┌────────
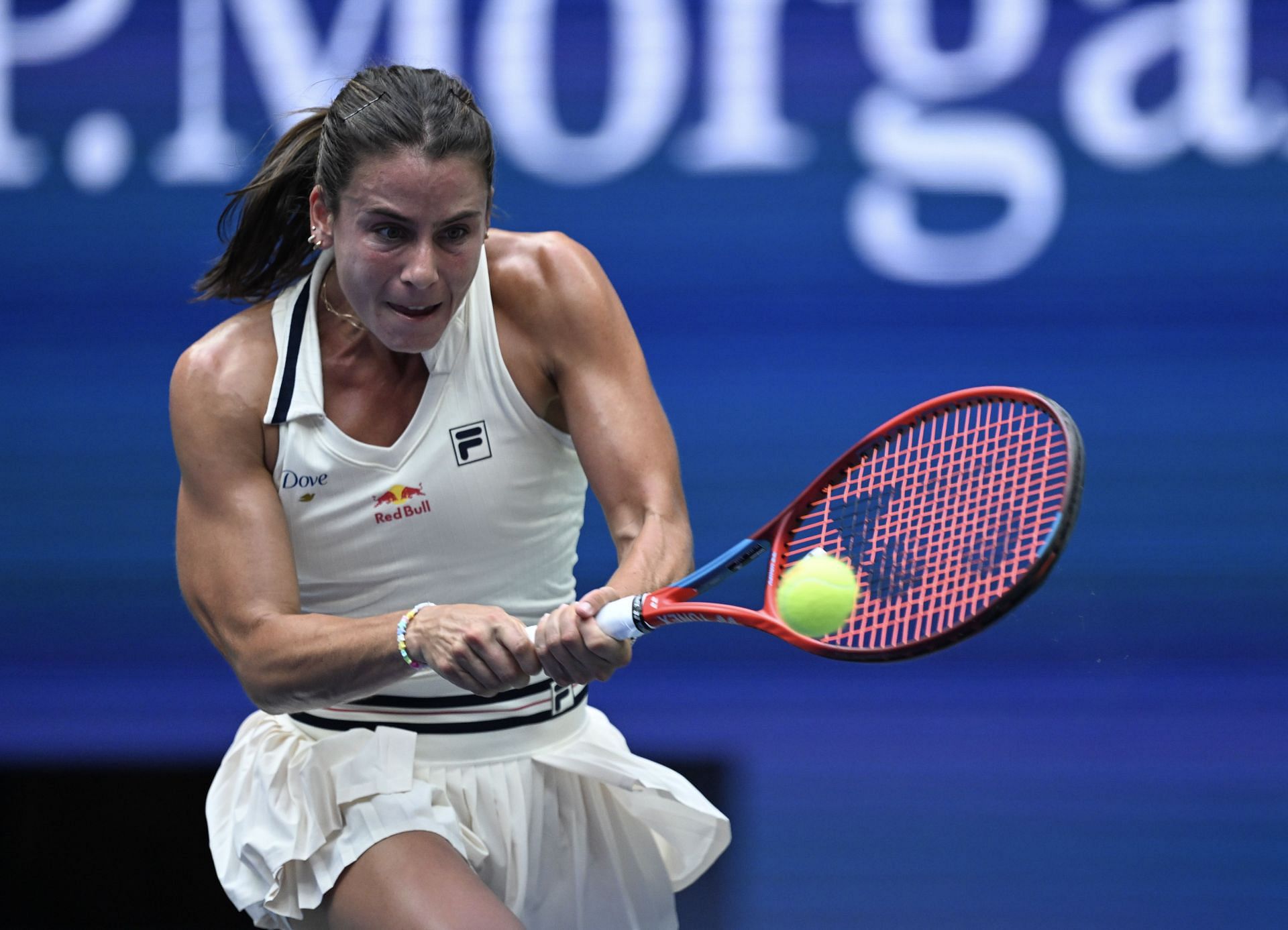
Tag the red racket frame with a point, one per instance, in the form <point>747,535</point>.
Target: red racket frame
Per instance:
<point>674,604</point>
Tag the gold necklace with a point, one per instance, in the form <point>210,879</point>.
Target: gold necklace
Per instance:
<point>351,318</point>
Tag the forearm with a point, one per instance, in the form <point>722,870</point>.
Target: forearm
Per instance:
<point>291,662</point>
<point>652,552</point>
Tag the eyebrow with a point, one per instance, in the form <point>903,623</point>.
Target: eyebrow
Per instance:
<point>400,218</point>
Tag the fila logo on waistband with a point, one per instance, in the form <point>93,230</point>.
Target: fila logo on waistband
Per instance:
<point>470,443</point>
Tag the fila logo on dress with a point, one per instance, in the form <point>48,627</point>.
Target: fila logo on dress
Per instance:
<point>470,443</point>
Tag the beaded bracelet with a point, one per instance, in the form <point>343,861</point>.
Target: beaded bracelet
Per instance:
<point>402,634</point>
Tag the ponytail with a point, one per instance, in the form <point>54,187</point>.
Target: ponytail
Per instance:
<point>379,111</point>
<point>270,218</point>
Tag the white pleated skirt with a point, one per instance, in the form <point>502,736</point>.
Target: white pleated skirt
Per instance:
<point>558,818</point>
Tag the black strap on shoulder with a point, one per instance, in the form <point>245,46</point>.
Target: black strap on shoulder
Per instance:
<point>292,355</point>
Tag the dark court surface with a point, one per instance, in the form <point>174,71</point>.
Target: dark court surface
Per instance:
<point>935,794</point>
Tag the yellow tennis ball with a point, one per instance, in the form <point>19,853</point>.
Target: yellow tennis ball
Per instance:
<point>817,595</point>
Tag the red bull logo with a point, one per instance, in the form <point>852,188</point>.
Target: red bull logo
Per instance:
<point>398,498</point>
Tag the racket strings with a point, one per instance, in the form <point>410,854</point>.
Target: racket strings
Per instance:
<point>941,520</point>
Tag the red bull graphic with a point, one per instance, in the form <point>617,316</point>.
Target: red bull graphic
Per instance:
<point>398,498</point>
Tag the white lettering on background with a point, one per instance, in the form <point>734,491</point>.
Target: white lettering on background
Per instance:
<point>53,36</point>
<point>916,133</point>
<point>743,128</point>
<point>648,71</point>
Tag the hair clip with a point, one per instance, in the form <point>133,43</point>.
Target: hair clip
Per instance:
<point>345,119</point>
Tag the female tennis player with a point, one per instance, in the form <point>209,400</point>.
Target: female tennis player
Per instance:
<point>384,464</point>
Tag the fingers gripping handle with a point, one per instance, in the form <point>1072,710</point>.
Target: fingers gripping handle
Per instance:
<point>617,619</point>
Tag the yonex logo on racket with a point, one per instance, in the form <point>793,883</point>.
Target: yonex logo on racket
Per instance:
<point>470,443</point>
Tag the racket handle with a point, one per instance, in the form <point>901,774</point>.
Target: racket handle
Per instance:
<point>617,619</point>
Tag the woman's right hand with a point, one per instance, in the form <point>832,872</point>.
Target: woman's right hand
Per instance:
<point>482,650</point>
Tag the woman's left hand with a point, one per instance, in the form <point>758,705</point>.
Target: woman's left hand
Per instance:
<point>571,646</point>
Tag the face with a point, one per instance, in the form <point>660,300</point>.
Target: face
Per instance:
<point>407,235</point>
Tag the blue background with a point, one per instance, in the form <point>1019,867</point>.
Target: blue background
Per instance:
<point>1112,754</point>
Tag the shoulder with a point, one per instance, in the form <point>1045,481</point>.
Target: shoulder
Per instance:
<point>545,272</point>
<point>229,370</point>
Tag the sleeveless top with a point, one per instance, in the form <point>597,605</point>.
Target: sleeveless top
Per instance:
<point>480,502</point>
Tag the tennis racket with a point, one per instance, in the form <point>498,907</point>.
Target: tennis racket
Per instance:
<point>951,514</point>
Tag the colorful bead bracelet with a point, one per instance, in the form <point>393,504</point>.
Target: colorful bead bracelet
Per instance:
<point>402,634</point>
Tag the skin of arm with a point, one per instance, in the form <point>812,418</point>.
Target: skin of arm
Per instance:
<point>596,387</point>
<point>235,562</point>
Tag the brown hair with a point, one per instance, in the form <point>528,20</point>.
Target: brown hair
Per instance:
<point>380,110</point>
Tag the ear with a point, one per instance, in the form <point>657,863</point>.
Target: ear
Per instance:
<point>321,219</point>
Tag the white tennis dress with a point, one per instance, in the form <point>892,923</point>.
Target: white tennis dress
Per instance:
<point>480,502</point>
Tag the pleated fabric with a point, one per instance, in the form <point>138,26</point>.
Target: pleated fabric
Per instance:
<point>564,823</point>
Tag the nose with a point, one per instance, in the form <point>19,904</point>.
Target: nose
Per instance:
<point>421,268</point>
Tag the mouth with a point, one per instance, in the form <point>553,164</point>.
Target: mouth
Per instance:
<point>414,312</point>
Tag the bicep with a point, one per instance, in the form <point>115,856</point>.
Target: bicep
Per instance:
<point>233,552</point>
<point>613,412</point>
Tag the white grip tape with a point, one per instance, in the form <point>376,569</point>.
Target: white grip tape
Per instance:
<point>617,619</point>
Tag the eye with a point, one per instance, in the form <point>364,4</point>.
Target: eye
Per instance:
<point>390,233</point>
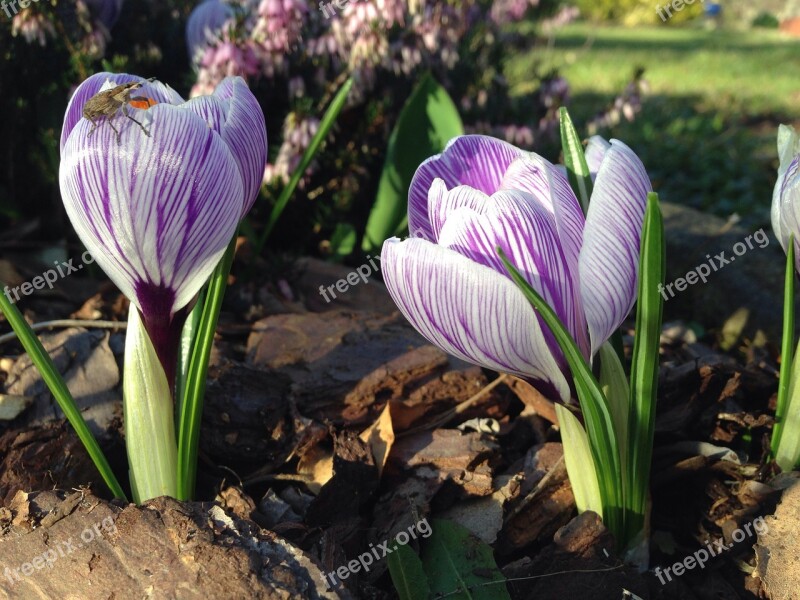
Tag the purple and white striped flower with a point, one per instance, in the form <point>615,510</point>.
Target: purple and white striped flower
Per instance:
<point>786,195</point>
<point>157,211</point>
<point>481,193</point>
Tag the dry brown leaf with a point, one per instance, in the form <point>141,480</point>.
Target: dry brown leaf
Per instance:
<point>380,437</point>
<point>317,464</point>
<point>778,548</point>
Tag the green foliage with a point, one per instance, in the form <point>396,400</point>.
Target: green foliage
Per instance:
<point>575,160</point>
<point>408,575</point>
<point>55,383</point>
<point>785,442</point>
<point>453,563</point>
<point>766,20</point>
<point>637,12</point>
<point>707,140</point>
<point>427,122</point>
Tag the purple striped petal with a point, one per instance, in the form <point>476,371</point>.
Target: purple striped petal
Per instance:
<point>609,259</point>
<point>595,152</point>
<point>245,132</point>
<point>550,189</point>
<point>442,202</point>
<point>786,207</point>
<point>156,212</point>
<point>527,233</point>
<point>788,153</point>
<point>161,93</point>
<point>478,161</point>
<point>469,310</point>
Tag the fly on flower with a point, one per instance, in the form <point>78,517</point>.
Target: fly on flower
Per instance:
<point>106,104</point>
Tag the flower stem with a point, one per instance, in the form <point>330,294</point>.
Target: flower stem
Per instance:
<point>148,413</point>
<point>191,406</point>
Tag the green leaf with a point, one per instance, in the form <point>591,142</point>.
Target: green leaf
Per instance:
<point>616,389</point>
<point>408,576</point>
<point>149,416</point>
<point>644,367</point>
<point>325,126</point>
<point>787,343</point>
<point>787,455</point>
<point>343,241</point>
<point>578,458</point>
<point>55,383</point>
<point>188,334</point>
<point>191,407</point>
<point>594,406</point>
<point>427,122</point>
<point>575,160</point>
<point>461,566</point>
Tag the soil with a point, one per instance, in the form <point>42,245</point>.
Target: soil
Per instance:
<point>330,426</point>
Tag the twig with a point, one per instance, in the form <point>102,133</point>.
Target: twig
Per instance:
<point>7,337</point>
<point>542,576</point>
<point>448,415</point>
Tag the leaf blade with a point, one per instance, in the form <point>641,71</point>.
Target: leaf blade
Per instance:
<point>575,160</point>
<point>55,383</point>
<point>428,109</point>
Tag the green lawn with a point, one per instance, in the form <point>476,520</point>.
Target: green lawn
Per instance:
<point>707,129</point>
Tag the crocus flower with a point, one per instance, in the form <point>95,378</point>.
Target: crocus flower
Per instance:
<point>786,195</point>
<point>158,206</point>
<point>481,193</point>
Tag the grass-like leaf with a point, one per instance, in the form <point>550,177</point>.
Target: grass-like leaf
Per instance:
<point>191,406</point>
<point>580,465</point>
<point>61,393</point>
<point>429,119</point>
<point>460,566</point>
<point>594,406</point>
<point>408,576</point>
<point>575,160</point>
<point>644,367</point>
<point>787,344</point>
<point>785,443</point>
<point>324,127</point>
<point>149,416</point>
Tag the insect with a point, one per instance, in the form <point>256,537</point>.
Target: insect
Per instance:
<point>106,104</point>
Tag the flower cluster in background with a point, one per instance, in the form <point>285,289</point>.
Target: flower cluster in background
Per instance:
<point>294,55</point>
<point>385,45</point>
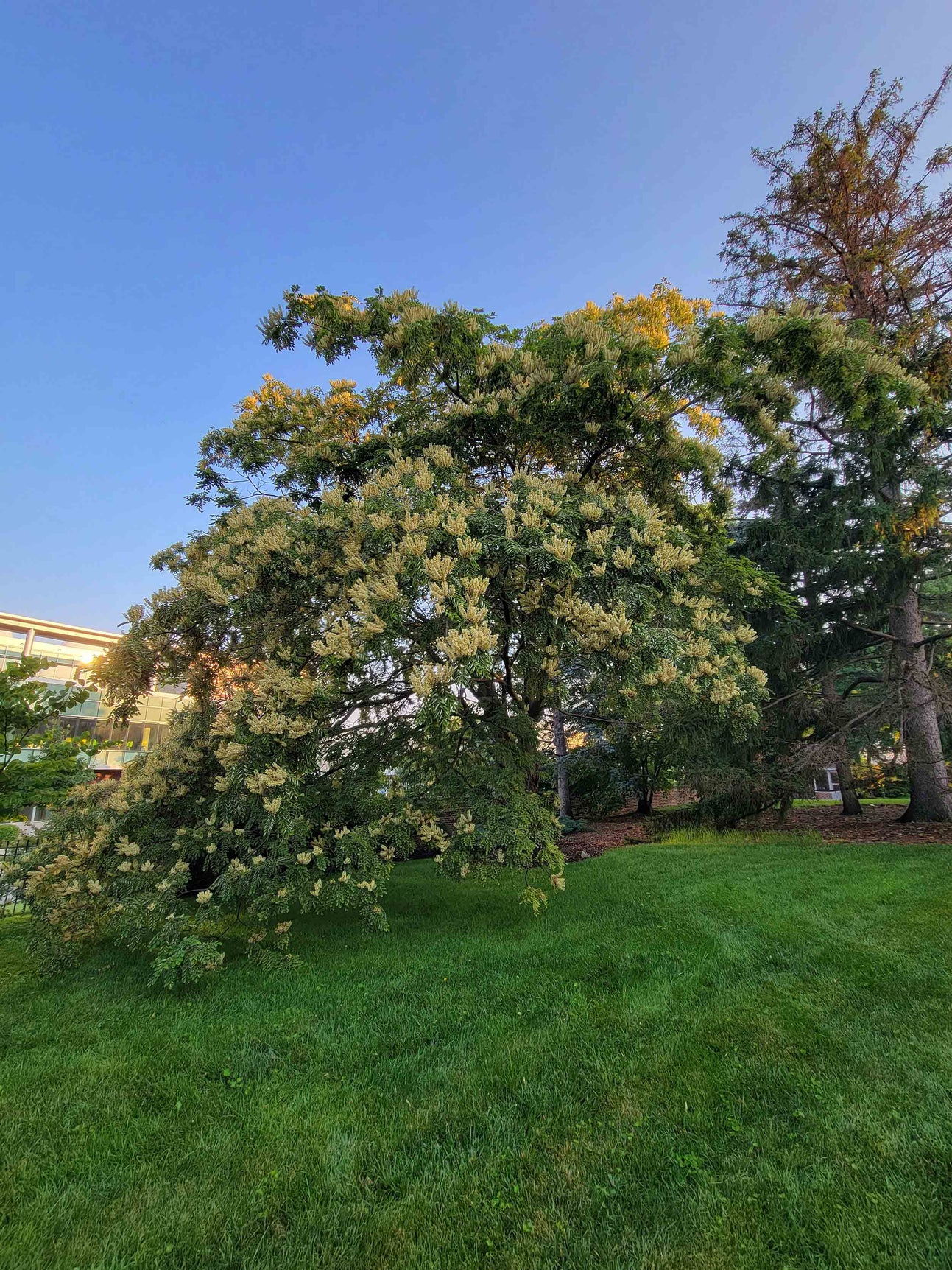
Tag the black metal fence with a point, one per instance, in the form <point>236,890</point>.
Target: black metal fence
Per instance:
<point>12,898</point>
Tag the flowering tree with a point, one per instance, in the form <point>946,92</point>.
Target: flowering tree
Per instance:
<point>395,589</point>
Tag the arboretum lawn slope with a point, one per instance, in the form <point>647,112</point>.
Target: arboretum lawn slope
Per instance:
<point>722,1054</point>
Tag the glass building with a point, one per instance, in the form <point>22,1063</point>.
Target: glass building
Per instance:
<point>71,649</point>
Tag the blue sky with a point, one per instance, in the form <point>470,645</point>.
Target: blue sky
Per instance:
<point>172,168</point>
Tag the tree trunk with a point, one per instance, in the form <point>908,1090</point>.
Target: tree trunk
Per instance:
<point>928,779</point>
<point>561,773</point>
<point>841,756</point>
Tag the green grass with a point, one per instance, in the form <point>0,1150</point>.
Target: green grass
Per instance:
<point>722,1054</point>
<point>866,801</point>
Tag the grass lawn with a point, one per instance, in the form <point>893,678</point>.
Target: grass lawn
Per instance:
<point>864,801</point>
<point>713,1054</point>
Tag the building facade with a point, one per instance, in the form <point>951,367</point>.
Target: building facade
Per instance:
<point>71,649</point>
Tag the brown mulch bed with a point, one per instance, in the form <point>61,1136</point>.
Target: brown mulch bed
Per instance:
<point>876,824</point>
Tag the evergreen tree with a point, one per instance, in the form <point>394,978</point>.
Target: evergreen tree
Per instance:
<point>400,584</point>
<point>850,224</point>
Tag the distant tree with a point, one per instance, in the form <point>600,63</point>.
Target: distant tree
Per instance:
<point>852,225</point>
<point>401,584</point>
<point>28,706</point>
└────────
EXERCISE AIM:
Write out, word for word, the line containing "Tag the brown mulch" and every line after it to the end of the data above.

ANSWER FOR THE TASK:
Tag the brown mulch bed with a point, one per instance, in the form <point>61,1136</point>.
Target: brown mulch bed
Per instance:
<point>876,824</point>
Tag the evergreen tree with a point, one per instance, in the form <point>394,978</point>.
Target: evergreen tree
Per instance:
<point>400,584</point>
<point>850,224</point>
Tag the distant tree with a point, one per instance, in the form <point>600,63</point>.
Target: distant tree
Per instance:
<point>852,225</point>
<point>401,584</point>
<point>28,706</point>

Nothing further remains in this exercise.